-- Problem to work on --
Each line of the material below that holds the word "stand" needs to be copied.

-- Data to examine --
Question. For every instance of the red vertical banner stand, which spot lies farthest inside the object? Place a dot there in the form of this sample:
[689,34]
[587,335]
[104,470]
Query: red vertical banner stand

-- Response area --
Question. For every instance of the red vertical banner stand, which spot lies farthest inside the object? Place a dot there in the form of this sample:
Query: red vertical banner stand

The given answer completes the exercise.